PROVIDED RECORDS —
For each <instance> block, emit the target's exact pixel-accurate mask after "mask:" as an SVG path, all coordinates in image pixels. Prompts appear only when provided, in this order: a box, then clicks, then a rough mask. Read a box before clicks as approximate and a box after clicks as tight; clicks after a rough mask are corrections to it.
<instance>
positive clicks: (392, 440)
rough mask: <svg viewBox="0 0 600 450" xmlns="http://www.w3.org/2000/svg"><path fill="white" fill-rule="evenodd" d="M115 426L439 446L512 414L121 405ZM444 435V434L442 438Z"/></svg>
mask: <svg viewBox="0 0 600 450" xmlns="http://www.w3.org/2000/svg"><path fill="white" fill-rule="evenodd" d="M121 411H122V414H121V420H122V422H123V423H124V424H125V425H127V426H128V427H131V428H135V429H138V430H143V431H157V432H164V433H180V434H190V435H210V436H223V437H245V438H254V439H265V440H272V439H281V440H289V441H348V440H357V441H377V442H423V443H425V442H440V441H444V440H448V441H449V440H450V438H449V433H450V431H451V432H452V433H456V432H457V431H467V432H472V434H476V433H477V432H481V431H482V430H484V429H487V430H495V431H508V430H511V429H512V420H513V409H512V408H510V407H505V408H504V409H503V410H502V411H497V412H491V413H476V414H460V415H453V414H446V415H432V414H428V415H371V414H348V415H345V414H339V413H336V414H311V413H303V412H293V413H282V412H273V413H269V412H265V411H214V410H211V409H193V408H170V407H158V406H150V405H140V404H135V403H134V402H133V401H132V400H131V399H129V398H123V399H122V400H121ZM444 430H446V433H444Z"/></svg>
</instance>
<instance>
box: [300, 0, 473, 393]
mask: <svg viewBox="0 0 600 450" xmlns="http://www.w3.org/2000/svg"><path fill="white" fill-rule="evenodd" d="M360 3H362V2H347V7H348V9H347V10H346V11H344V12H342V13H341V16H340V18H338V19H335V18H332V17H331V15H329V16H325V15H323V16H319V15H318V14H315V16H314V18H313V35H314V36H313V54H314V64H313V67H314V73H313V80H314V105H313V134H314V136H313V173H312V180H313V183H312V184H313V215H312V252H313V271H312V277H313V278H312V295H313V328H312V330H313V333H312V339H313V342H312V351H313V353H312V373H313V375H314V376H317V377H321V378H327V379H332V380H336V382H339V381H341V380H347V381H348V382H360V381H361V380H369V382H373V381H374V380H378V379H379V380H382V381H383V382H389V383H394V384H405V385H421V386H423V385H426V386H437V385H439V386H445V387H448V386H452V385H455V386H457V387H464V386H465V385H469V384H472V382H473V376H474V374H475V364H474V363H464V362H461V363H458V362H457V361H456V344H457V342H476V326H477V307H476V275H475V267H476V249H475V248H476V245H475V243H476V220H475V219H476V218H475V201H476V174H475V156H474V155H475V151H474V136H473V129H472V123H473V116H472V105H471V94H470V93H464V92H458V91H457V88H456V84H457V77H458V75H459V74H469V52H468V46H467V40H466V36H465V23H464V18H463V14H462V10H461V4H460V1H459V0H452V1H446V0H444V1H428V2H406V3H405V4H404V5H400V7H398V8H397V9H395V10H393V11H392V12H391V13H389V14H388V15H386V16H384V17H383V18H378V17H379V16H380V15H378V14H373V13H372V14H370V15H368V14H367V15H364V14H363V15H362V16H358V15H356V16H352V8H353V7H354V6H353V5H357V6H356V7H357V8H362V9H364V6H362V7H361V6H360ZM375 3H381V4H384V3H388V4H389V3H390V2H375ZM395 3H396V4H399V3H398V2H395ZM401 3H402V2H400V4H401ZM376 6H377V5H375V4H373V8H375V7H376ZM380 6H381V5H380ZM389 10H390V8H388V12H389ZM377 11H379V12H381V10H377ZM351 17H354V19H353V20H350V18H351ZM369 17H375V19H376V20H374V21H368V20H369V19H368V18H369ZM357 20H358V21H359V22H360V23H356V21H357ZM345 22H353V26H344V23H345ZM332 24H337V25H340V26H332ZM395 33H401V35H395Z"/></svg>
==
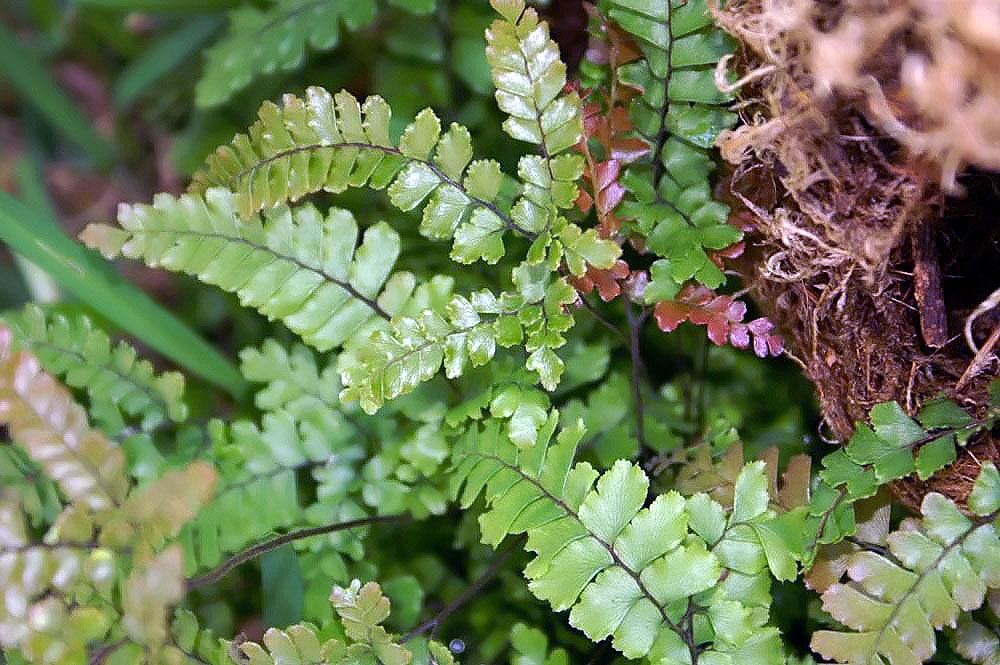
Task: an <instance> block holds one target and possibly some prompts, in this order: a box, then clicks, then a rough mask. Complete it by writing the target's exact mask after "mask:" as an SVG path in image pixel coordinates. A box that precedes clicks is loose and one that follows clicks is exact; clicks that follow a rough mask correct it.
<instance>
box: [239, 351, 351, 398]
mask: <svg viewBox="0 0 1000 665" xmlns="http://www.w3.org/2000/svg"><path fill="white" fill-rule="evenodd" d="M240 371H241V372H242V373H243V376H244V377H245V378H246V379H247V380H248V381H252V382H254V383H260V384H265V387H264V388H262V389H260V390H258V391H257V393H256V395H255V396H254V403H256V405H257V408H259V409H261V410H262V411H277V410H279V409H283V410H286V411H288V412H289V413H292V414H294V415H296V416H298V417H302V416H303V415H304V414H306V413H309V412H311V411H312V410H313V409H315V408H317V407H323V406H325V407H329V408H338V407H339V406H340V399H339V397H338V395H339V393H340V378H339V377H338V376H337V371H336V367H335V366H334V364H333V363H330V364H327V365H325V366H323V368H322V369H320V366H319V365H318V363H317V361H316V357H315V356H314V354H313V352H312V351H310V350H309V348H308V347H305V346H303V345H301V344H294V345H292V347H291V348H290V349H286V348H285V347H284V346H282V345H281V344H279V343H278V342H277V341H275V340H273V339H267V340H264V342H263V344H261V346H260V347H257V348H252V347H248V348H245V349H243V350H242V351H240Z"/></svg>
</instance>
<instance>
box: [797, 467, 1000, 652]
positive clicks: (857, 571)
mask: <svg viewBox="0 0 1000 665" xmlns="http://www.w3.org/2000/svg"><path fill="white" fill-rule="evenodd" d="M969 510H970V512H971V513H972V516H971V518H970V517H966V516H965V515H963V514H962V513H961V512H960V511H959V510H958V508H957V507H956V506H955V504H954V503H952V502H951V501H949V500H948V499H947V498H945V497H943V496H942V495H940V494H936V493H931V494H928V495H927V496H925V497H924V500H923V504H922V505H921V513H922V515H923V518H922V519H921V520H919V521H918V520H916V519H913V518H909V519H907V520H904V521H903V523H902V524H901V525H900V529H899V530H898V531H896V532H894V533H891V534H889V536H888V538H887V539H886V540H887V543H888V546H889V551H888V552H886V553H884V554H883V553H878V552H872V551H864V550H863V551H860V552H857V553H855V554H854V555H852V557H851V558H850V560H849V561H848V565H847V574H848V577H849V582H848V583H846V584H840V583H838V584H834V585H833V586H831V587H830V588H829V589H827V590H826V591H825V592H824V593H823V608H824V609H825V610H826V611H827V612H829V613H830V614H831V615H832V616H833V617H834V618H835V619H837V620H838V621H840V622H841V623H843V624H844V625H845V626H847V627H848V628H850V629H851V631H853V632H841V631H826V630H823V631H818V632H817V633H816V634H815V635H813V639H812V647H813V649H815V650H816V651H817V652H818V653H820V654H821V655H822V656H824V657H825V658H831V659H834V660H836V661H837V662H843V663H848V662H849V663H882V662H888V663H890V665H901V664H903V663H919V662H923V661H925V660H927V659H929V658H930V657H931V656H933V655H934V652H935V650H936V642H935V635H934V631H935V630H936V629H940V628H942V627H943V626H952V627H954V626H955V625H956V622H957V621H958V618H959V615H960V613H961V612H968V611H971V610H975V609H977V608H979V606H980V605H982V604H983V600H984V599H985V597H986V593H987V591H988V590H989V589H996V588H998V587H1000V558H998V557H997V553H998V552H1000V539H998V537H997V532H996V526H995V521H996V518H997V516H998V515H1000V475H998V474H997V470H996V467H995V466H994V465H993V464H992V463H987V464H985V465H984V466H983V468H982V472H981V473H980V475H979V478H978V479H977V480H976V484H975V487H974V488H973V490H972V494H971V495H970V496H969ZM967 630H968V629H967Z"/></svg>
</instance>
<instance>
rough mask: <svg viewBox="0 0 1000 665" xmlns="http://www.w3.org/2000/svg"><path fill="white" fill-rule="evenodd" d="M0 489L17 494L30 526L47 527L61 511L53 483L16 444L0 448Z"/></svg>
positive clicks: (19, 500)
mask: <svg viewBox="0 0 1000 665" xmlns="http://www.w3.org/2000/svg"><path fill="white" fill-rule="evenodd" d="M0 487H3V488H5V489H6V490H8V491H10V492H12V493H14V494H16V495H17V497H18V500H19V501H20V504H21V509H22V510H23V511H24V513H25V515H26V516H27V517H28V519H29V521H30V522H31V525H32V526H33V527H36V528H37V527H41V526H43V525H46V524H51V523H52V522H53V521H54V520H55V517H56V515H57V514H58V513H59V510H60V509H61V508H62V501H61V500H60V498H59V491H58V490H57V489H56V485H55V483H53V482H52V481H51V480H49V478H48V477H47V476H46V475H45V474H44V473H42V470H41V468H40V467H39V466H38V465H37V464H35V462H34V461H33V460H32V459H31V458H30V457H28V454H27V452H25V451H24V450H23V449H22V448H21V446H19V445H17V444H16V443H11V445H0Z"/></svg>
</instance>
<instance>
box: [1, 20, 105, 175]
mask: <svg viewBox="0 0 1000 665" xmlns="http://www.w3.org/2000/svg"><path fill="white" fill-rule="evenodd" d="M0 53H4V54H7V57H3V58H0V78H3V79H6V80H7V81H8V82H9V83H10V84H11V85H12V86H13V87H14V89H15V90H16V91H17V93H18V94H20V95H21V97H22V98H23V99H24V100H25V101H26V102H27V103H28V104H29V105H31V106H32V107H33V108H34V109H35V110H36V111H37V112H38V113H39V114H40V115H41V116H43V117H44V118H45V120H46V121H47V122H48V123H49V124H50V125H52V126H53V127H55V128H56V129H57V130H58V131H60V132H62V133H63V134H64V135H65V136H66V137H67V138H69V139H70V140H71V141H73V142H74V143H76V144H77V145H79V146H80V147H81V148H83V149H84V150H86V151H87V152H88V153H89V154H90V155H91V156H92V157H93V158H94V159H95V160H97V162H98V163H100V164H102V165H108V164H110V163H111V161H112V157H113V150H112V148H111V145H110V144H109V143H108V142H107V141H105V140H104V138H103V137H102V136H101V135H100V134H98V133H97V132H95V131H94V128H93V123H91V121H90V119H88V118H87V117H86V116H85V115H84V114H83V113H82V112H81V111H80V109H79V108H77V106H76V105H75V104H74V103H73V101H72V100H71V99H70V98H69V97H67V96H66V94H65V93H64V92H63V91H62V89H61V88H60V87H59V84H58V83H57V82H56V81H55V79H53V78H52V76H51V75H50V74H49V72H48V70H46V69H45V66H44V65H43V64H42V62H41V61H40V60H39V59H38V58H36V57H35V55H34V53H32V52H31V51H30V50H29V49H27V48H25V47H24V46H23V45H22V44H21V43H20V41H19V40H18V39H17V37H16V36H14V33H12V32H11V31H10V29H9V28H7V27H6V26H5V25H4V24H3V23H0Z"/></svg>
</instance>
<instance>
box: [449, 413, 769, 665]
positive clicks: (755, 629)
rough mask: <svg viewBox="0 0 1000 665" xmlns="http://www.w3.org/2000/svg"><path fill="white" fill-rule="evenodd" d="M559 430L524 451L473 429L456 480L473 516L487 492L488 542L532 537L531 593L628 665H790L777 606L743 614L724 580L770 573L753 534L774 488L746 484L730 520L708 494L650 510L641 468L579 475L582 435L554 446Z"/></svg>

AIM OF THE EXERCISE —
Above are the records; repeat exactly the lines from the one holding "For each <instance>" down to the one holding "positive clicks: (392, 440)", end lines included.

EXERCISE OUTPUT —
For each <instance> block, emit the target's exact pixel-accurate mask after "mask:" as an SVG path, all coordinates in image pixels. Prompts appear only when provided, in this order: a box, then clicks, then a rough mask. Read a box before clicks as approximate and a box after clicks as tight; clicks after a rough mask are corrections to it.
<instance>
positive clicks: (392, 440)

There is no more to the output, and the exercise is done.